SET EXERCISE: Pull out each line in the listing below that contains the word "pants". Uppercase and lowercase count as different.

--- Start ---

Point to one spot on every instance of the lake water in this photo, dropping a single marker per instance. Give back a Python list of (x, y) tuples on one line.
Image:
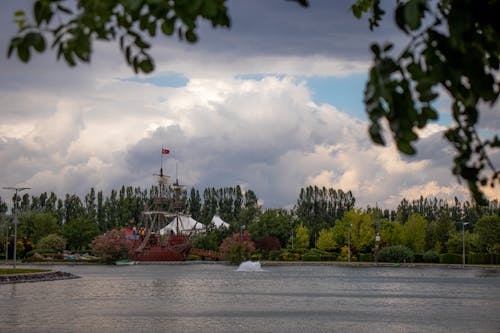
[(217, 298)]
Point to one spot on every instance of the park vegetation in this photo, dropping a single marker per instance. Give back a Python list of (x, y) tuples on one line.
[(320, 226)]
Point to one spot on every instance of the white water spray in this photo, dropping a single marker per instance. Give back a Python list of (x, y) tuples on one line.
[(250, 266)]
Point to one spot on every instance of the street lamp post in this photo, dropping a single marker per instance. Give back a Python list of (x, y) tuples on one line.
[(349, 243), (463, 242), (7, 242), (16, 221)]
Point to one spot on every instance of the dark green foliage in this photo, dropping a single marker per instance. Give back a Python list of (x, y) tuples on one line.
[(80, 232), (273, 223), (480, 259), (396, 253), (72, 30), (35, 226), (52, 241), (366, 257), (453, 46), (318, 208), (430, 256), (488, 231), (311, 257), (451, 258), (40, 251)]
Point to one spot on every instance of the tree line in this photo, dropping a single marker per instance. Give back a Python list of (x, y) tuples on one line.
[(320, 218)]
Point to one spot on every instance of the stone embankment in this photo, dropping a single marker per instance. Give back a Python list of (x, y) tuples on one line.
[(36, 277)]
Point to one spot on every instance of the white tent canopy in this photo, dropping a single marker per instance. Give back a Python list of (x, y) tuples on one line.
[(186, 224), (218, 222)]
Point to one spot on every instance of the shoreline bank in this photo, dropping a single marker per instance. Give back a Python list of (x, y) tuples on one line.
[(36, 277)]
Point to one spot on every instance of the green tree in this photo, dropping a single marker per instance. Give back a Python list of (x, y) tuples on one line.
[(362, 230), (237, 247), (391, 233), (413, 235), (454, 46), (3, 206), (438, 233), (301, 237), (271, 223), (80, 232), (488, 232), (326, 240), (111, 246), (52, 241), (35, 226)]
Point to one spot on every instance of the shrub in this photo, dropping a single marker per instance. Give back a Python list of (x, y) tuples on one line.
[(237, 248), (396, 253), (450, 258), (311, 257), (52, 241), (366, 257), (430, 256), (479, 259), (111, 246), (41, 252)]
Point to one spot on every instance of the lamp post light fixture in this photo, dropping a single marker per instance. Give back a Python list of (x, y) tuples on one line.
[(463, 242), (14, 212)]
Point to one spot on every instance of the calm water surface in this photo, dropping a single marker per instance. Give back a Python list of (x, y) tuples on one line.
[(216, 298)]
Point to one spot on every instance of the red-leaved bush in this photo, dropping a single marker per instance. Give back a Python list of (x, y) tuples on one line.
[(111, 246), (237, 247)]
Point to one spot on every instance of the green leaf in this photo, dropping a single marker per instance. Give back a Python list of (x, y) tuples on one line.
[(375, 134), (191, 36), (405, 147), (64, 9), (141, 44), (23, 52), (168, 26), (36, 40), (146, 66)]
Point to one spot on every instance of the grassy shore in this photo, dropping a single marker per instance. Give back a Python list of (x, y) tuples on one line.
[(4, 271)]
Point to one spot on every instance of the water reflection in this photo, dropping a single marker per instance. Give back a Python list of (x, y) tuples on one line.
[(209, 298)]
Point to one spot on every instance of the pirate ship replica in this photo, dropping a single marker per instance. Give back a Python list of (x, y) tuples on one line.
[(162, 238)]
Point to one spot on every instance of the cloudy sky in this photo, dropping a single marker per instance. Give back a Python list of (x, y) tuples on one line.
[(274, 104)]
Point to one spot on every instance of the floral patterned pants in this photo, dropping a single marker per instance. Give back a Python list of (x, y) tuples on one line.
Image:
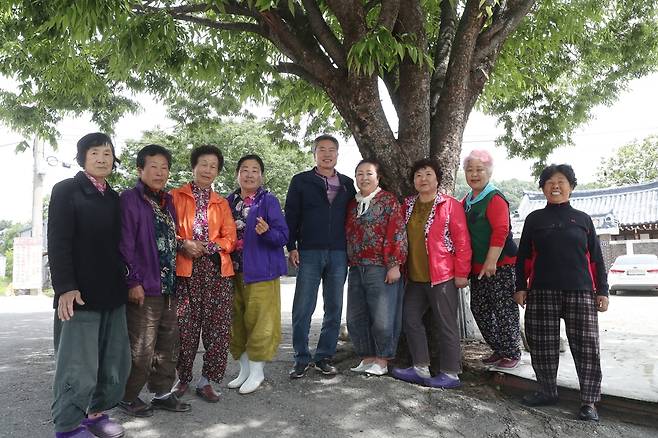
[(496, 313), (204, 309)]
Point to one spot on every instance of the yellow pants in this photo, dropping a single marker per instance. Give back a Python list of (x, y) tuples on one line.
[(256, 326)]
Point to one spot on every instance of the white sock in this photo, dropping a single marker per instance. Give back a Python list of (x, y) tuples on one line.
[(255, 378), (244, 372), (423, 371), (203, 381)]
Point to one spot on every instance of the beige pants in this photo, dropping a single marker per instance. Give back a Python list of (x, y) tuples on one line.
[(256, 326)]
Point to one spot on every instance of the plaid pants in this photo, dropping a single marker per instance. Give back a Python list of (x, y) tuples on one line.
[(544, 308)]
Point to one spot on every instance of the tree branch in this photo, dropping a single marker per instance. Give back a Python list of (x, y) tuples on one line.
[(314, 62), (351, 18), (232, 26), (388, 13), (447, 30), (324, 34), (392, 80), (501, 28), (297, 70)]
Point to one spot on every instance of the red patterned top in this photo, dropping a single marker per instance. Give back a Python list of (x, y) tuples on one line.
[(378, 236)]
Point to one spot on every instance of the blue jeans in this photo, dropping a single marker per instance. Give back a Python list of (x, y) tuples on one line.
[(374, 311), (331, 268)]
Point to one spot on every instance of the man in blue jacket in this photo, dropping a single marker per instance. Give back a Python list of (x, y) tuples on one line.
[(315, 209)]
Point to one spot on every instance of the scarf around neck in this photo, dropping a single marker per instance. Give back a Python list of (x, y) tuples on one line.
[(363, 202), (483, 194)]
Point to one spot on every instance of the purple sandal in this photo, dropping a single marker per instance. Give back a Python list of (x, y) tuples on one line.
[(103, 427)]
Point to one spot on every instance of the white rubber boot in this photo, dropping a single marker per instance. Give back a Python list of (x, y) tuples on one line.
[(244, 372), (255, 378)]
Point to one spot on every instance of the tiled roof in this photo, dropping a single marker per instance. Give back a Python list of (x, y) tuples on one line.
[(626, 206)]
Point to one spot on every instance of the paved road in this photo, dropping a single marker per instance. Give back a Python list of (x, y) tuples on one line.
[(343, 406)]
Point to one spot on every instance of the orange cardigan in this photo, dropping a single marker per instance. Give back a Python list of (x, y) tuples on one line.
[(221, 228)]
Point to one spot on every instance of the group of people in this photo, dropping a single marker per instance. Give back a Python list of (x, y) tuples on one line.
[(140, 277)]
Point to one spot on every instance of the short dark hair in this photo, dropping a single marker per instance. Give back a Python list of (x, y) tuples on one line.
[(426, 162), (206, 149), (319, 138), (250, 157), (92, 140), (564, 169), (152, 150), (374, 162)]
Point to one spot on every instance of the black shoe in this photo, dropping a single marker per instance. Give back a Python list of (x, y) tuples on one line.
[(588, 413), (538, 399), (325, 367), (298, 371), (136, 408), (170, 403)]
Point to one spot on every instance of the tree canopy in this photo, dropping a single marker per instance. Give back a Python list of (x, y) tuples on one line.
[(540, 67), (234, 139), (633, 163)]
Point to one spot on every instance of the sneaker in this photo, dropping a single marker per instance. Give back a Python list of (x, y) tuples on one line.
[(507, 364), (492, 360), (374, 369), (408, 375), (298, 371), (538, 399), (360, 368), (325, 367), (180, 388), (103, 427), (136, 408), (444, 381)]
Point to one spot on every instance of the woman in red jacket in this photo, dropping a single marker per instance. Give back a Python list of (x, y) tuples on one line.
[(438, 263)]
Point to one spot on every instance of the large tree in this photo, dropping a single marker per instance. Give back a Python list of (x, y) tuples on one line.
[(319, 64)]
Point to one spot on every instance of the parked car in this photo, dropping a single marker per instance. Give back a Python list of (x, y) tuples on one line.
[(634, 272)]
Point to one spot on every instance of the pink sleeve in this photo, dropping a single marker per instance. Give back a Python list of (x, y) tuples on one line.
[(460, 238), (498, 217)]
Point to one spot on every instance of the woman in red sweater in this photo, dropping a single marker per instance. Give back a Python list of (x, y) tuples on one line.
[(376, 248)]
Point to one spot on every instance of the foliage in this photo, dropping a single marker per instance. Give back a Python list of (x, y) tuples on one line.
[(282, 161), (633, 163), (317, 65), (9, 266), (565, 59)]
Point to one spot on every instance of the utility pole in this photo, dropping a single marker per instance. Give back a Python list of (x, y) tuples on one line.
[(38, 173)]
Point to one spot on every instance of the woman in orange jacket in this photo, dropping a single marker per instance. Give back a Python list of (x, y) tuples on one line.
[(204, 273)]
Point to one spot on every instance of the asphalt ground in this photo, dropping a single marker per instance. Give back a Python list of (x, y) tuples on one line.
[(346, 405)]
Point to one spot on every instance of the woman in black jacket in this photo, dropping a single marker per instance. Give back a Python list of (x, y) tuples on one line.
[(560, 274), (92, 351)]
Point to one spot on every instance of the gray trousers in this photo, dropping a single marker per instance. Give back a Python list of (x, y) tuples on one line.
[(92, 362), (154, 345), (442, 300)]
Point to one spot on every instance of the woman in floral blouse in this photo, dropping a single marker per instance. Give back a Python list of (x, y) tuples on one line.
[(376, 247), (204, 270)]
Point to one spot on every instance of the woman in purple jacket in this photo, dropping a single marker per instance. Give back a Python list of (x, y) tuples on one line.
[(258, 261)]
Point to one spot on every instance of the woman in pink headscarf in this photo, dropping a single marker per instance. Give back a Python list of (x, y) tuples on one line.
[(494, 255)]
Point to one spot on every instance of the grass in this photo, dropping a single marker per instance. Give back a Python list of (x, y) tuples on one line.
[(4, 282)]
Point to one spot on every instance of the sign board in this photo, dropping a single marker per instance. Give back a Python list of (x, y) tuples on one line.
[(28, 262)]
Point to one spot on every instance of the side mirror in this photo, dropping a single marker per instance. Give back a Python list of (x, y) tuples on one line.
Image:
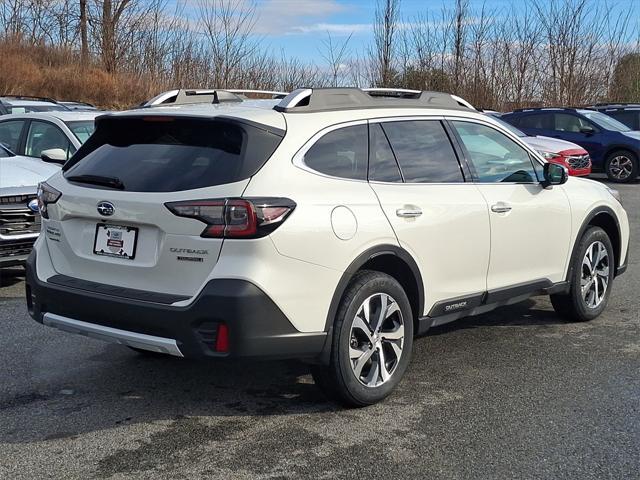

--- End ---

THE SOLUTION:
Point to one spot on every instance of the floral patterned pants in this photo, dropping a single marker per instance. Give back a Python list of (x, y) tuples on one line.
Point to one spot on every instance of the yellow pants in this photo, dropping a single marker per instance. Give back a Python list of (x, y) tuples on one line.
Point to one spot on every instance of the beige pants in this photo, dropping a single marker per instance. Give back a Python list of (x, y) tuples on one line.
Point to one spot on every instance of the plaid pants in this photo, dropping a single marker per instance. Give back a Python list of (x, y) tuples on one line.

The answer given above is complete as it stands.